**Document passage:**
Ompt_callback_work with ompt_scope_end not always dispatched

Using nvc 23.1, host-only:

Although registered as ompt_set_always, the following code doesn’t dispatch ompt_callback_work at ws-loop-end:

#pragma omp parallel
{
    #pragma omp for
    for (int i=1; i<5; i++)
        foo(i);
}

Expected events are:

encountering: parallel_begin
worker: implicit_task( begin )
worker: work( begin )
worker: work( end ) <- expected but missing
# sync for
worker: sync_region( begin )
worker: sync_region_wait( begin )
worker: sync_region_wait( end )
worker: sync_region( end )
# sync parallel
worker: sync_region( begin )
worker: sync_region_wait( begin )
worker: sync_region_wait( end )
worker: sync_region( end )
worker: implicit_task( end )
encountering: parallel_end

Note that the combined construct

#pragma omp parallel for
for (int i=1; i<5; i++)
    foo(i);

dispatches all events as expected, i.e.

encountering: parallel_begin
worker: implicit_task( begin )
worker: work( begin )
worker: work( end )
worker: sync_region( begin )
worker: sync_region_wait( begin )
worker: sync_region_wait( end )
worker: sync_region( end )
worker: implicit_task( end )
encountering: parallel_end

It would be nice if this could be fixed in the next release.

Issue also mentioned here: NVHPC 22.11/23.1 -- OMPT methods can cause SegFault when offloading - #6 by jan.andre.reuter

Thanks,
Christian

Thanks Christian. Do you have the complete example with the callbacks included? We can try to pull something together, but if you have it already, that would be great.

-Mat

ompt-printf-0.tar.gz (122.0 KB)
reproducer2.c (245 Bytes)
reproducer1.c (289 Bytes)

Hi Mat,

please use reproducer1.c and reproducer2.c with the attached ompt-printf-0.tar.gz like this:

tar xf ompt-printf-0.tar.gz
cd ompt-printf-0
./configure CC=nvc --prefix=`pwd`/_install
make install
# See make install's compile and link instructions and build reproducer1 and reproducer2. DOn't forget to add -mp=ompt to the link line.

The output is more verbose than what I posted originally (use low thread count), but it should be straight forward to decode.

Thanks
Christian

@MatColgrove Any updates regarding this issue? It would be great if it would be fixed in the next release. Hopefully this is the last one preventing us from using the host side of your OMPT runtime in Score-P.

**Task 1:**
Print the rows verbatim, everything from the first row down to the line containing "[0,407,1280,853]", with both ends included.
The forum thread and the rows have no connection to each other.

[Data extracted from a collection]
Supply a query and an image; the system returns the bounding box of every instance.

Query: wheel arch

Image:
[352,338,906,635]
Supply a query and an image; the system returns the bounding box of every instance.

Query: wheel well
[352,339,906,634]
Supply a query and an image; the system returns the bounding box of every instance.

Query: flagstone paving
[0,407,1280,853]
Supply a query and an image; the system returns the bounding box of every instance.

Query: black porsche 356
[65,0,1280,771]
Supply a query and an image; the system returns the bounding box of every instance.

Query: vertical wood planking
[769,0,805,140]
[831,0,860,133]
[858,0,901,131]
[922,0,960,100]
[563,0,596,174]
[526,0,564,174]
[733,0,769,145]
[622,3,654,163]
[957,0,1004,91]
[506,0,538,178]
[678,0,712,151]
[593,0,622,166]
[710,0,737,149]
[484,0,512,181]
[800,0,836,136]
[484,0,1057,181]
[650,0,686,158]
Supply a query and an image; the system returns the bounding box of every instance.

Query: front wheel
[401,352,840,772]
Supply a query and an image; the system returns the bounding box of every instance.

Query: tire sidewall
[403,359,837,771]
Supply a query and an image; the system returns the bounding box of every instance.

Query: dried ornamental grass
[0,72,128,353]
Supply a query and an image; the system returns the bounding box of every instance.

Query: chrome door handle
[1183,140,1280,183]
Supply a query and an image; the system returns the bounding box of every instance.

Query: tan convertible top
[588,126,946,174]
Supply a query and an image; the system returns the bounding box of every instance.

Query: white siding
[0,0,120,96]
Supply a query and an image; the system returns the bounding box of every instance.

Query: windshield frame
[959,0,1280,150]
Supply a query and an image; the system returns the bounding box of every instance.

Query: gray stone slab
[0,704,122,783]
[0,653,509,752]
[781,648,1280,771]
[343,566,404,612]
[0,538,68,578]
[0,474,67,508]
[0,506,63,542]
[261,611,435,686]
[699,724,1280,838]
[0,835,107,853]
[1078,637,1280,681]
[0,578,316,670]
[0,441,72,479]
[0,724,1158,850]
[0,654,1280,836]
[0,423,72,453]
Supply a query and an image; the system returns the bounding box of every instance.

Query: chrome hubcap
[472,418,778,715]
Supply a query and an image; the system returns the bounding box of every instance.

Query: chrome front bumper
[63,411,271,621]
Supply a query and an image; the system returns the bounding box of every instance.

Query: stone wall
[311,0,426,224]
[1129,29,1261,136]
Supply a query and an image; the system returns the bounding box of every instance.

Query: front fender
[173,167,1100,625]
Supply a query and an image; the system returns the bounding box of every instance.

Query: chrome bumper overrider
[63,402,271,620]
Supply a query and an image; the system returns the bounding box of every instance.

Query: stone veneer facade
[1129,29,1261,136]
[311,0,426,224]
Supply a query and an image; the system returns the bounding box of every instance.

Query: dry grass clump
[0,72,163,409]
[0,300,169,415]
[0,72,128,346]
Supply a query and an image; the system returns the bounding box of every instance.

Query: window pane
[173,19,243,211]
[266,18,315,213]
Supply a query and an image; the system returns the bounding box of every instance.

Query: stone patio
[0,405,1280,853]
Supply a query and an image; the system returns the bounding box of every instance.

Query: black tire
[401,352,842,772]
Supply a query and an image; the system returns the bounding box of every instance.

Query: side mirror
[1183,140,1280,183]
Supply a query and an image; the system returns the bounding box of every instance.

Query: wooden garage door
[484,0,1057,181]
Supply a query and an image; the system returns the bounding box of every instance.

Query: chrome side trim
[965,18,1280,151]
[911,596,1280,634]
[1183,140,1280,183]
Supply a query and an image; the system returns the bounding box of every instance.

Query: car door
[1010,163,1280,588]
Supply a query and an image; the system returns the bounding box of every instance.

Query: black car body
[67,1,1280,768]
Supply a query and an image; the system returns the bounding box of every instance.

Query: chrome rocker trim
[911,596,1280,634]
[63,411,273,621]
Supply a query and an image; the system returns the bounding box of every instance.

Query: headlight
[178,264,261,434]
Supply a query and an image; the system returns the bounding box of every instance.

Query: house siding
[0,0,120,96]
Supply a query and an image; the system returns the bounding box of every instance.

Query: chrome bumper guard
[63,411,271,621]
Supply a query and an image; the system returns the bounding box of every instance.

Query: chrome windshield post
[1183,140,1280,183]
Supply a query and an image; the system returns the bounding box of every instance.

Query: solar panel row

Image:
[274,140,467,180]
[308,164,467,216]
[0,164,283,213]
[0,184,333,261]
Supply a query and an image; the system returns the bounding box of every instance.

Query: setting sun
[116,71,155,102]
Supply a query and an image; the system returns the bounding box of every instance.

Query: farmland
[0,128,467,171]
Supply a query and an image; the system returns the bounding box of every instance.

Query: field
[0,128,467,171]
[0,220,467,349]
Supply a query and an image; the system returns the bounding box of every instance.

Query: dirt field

**Task 2:**
Output the passage of the forum thread verbatim, everything from "Issue also mentioned" down to "reproducer1.c (289 Bytes)", with both ends included.

**Complete response 1:**
Supply a query and an image; the system returns the bounding box of every instance.

Query: wheel arch

Image:
[352,338,906,635]
Supply a query and an image; the system returns the bounding box of every instance.

Query: wheel well
[352,339,906,634]
Supply a query and an image; the system returns the bounding box of every instance.

Query: flagstone paving
[0,407,1280,853]

**Complete response 2:**
Issue also mentioned here: NVHPC 22.11/23.1 -- OMPT methods can cause SegFault when offloading - #6 by jan.andre.reuter

Thanks,
Christian

Thanks Christian. Do you have the complete example with the callbacks included? We can try to pull something together, but if you have it already, that would be great.

-Mat

ompt-printf-0.tar.gz (122.0 KB)
reproducer2.c (245 Bytes)
reproducer1.c (289 Bytes)